┌────────
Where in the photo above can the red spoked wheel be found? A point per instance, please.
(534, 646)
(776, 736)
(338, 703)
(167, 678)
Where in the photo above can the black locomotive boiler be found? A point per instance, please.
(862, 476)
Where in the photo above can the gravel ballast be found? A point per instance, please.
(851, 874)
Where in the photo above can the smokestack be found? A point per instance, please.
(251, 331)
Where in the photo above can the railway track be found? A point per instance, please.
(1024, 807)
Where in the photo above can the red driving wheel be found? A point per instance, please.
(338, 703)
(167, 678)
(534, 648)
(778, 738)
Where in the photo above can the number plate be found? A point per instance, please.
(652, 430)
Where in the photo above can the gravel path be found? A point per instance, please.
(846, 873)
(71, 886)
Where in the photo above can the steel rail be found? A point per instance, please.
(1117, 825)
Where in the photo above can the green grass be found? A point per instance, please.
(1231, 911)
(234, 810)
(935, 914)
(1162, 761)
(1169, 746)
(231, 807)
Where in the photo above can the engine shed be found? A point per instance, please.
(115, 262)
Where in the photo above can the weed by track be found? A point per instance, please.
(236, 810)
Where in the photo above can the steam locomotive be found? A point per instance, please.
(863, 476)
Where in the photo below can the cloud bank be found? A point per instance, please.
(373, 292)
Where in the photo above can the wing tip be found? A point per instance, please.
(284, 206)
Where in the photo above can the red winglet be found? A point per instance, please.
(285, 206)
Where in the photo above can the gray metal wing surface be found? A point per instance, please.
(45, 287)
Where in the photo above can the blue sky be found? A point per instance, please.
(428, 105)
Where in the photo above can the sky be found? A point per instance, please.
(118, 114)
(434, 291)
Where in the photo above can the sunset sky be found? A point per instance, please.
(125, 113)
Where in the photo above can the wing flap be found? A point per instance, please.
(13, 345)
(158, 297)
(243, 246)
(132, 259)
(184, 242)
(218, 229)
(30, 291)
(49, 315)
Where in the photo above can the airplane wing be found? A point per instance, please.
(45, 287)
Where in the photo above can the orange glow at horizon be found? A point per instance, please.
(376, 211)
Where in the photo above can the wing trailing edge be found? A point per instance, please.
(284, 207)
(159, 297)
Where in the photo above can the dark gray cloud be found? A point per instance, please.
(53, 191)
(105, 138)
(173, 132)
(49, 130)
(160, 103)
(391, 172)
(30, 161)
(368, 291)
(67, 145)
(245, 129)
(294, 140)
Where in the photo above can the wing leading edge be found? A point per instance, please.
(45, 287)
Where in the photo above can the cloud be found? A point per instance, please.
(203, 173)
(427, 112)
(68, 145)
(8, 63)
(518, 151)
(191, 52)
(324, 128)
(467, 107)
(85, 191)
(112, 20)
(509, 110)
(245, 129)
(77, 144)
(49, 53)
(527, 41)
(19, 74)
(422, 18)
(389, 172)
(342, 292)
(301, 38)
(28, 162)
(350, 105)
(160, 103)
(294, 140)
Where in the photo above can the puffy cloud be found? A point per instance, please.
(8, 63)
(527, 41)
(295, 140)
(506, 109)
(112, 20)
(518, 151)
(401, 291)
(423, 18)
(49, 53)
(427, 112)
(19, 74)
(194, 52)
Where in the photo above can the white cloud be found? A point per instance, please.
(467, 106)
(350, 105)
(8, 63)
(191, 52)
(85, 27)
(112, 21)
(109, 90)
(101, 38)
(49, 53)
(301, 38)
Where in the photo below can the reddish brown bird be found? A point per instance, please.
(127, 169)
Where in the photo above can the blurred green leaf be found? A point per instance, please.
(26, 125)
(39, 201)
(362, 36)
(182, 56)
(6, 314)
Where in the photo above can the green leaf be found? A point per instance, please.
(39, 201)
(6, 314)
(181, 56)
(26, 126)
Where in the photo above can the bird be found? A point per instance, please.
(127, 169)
└────────
**Problem details**: Edit the items from the line with "Where in the photo above can the puffy" through the end of the items, replacing "reddish brown bird" with "rust-colored bird" and leaving everything else unchanged.

**Task response**:
Where in the photo above can the puffy cloud be found? A point per instance, please.
(8, 63)
(527, 41)
(295, 140)
(506, 109)
(112, 20)
(518, 151)
(401, 291)
(423, 18)
(49, 53)
(427, 112)
(19, 74)
(194, 52)
Where in the photo above can the white cloud be found? A point per instance, please.
(467, 106)
(350, 105)
(8, 63)
(191, 52)
(85, 27)
(112, 21)
(109, 90)
(101, 38)
(49, 53)
(301, 38)
Where in the photo below can the rust-colored bird be found? A point per instance, please.
(127, 169)
Where in the photo above can the blurred green leaf be found? A point per instance, please.
(26, 125)
(39, 201)
(362, 36)
(182, 56)
(6, 314)
Where in the photo above can the green leaf be found? A point per instance, please.
(39, 201)
(6, 314)
(181, 56)
(26, 126)
Where in the photo above can the bird be found? A point per instance, please.
(127, 169)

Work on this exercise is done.